• **所给摘录**:
----
MobileNetV3

相对重量级网络而言,轻量级网络的特点是参数少、计算量小、推理时间短。更适用于存储空间和功耗受限的场景,例如移动端嵌入式设备等边缘计算设备。因此轻量级网络受到了广泛的关注,其中MobileNet可谓是其中的佼佼者。MobileNetV3经过了V1和V2前两代的积累,性能和速度都表现优异,MobileNetV3 参数是由NAS(network architecture search)搜索获取的,又继承的V1和V2的一些实用成果,并引人SE通道注意力机制,可谓集大成者。本文以应用为主,结合代码剖析MobileNetV3的网络结构。

主要特点

  1. 论文推出两个版本:Large 和 Small,分别适用于不同的场景;
  2. 使用NetAdapt算法获得卷积核和通道的最佳数量;
  3. 继承V1的深度可分离卷积;
  4. 继承V2的具有线性瓶颈的残差结构;
  5. 引入SE通道注意力结构;
  6. 使用了一种新的激活函数h-swish(x)代替Relu6,h的意思表示hard;
  7. 使用了Relu6(x + 3)/6来近似SE模块中的sigmoid;
  8. 修改了MobileNetV2后端输出head

整体结构

 上图为MobileNetV3的网络结构图,large和small的整体结构一致,区别就是基本单元bneck的个数以及内部参数上,主要是通道数目。(左图为small,右图为large)

上表为具体的参数设置,其中bneck是网络的基本结构。SE代表是否使用通道注意力机制。NL代表激活函数的类型,包括HS(h-swish),RE(ReLU)。NBN 代表没有BN操作。 s 是stride的意思,网络使用卷积stride操作进行降采样,没有使用pooling操作。

 

pytorch官方代码MobileNetV3

给出修改后的 代码

from typing import Callable, List, Optional

import torch
from torch import nn, Tensor
from torch.nn import functional as F
from functools import partial


def _make_divisible(ch, divisor=8, min_ch=None):
    """
    This function is taken from the original tf repo.
    It ensures that all layers have a channel number that is divisible by 8
    It can be seen here:
    https://github.com/tensorflow/models/blob/master/research/slim/nets/mobilenet/mobilenet.py
    """
    if min_ch is None:
        min_ch = divisor
    new_ch = max(min_ch, int(ch + divisor / 2) // divisor * divisor)
    # Make sure that round down does not go down by more than 10%.
    if new_ch < 0.9 * ch:
        new_ch += divisor
    return new_ch


class ConvBNActivation(nn.Sequential):
    def __init__(self,
                 in_planes: int,
                 out_planes: int,
                 kernel_size: int = 3,
                 stride: int = 1,
                 groups: int = 1,
                 norm_layer: Optional[Callable[..., nn.Module]] = None,
                 activation_layer: Optional[Callable[..., nn.Module]] = None):
        padding = (kernel_size - 1) // 2
        if norm_layer is None:
            norm_layer = nn.BatchNorm2d
        if activation_layer is None:
            activation_layer = nn.ReLU6
        super(ConvBNActivation, self).__init__(nn.Conv2d(in_channels=in_planes,
                                                         out_channels=out_planes,
                                                         kernel_size=kernel_size,
                                                         stride=stride,
                                                         padding=padding,
                                                         groups=groups,
                                                         bias=False),
                                               norm_layer(out_planes),
                                               activation_layer(inplace=True))
----
• **任务要求 A**:
能否把下方的全部数据行逐字照抄一遍?
• **任务要求 B**:
能从上方 MobileNetV3 摘录的最后一行之后接着续写下去吗?
上方的 MobileNetV3 摘录与下方的数据行出自不同来源。
----
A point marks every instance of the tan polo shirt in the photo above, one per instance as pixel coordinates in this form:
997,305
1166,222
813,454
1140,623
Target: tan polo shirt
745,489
----
• **任务结果 A**:
A point marks every instance of the tan polo shirt in the photo above, one per instance as pixel coordinates in this form:
997,305
1166,222
813,454
1140,623
Target: tan polo shirt
745,489

• **任务结果 B**:
class SqueezeExcitation(nn.Module):
    def __init__(self, input_c: int, squeeze_factor: int = 4):
        super(SqueezeExcitation, self).__init__()
        squeeze_c = _make_divisible(input_c // squeeze_factor, 8)
        self.fc1 = nn.Conv2d(input_c, squeeze_c, 1)
        self.fc2 = nn.Conv2d(squeeze_c, input_c, 1)

    def forward(self, x: Tensor) -> Tensor:
        scale = F.adaptive_avg_pool2d(x, output_size=(1, 1))
        scale = self.fc1(scale)
        scale = F.relu(scale, inplace=True)
        scale = self.fc2(scale)
        scale = F.hardsigmoid(scale, inplace=True)
        return scale * x


class InvertedResidualConfig:
    def __init__(self,
                 input_c: int,
                 kernel: int,
                 expanded_c: int,
                 out_c: int,
                 use_se: bool,
                 activation: str,
                 stride: int,
                 width_multi: float):
        self.input_c = self.adjust_channels(input_c, width_multi)
        self.kernel = kernel
        self.expanded_c = self.adjust_channels(expanded_c, width_multi)
        self.out_c = self.adjust_channels(out_c, width_multi)
        self.use_se = use_se
        self.use_hs = activation == "HS"  # whether using h-swish activation
        self.stride = stride

    @staticmethod
    def adjust_channels(channels: int, width_multi: float):
        return _make_divisible(channels * width_multi, 8)


class InvertedResidual(nn.Module):
    def __init__(self,
                 cnf: InvertedResidualConfig,
                 norm_layer: Callable[..., nn.Module]):
        super(InvertedResidual, self).__init__()

        if cnf.stride not in [1, 2]:
            raise ValueError("illegal stride value.")

        self.use_res_connect = (cnf.stride == 1 and cnf.input_c == cnf.out_c)

        layers: List[nn.Module] = []
        activation_layer = nn.Hardswish if cnf.use_hs else nn.ReLU

        # expand
        if cnf.expanded_c != cnf.input_c:
            layers.append(ConvBNActivation(cnf.input_c,
                                           cnf.expanded_c,
                                           kernel_size=1,
                                           norm_layer=norm_layer,
                                           activation_layer=activation_layer))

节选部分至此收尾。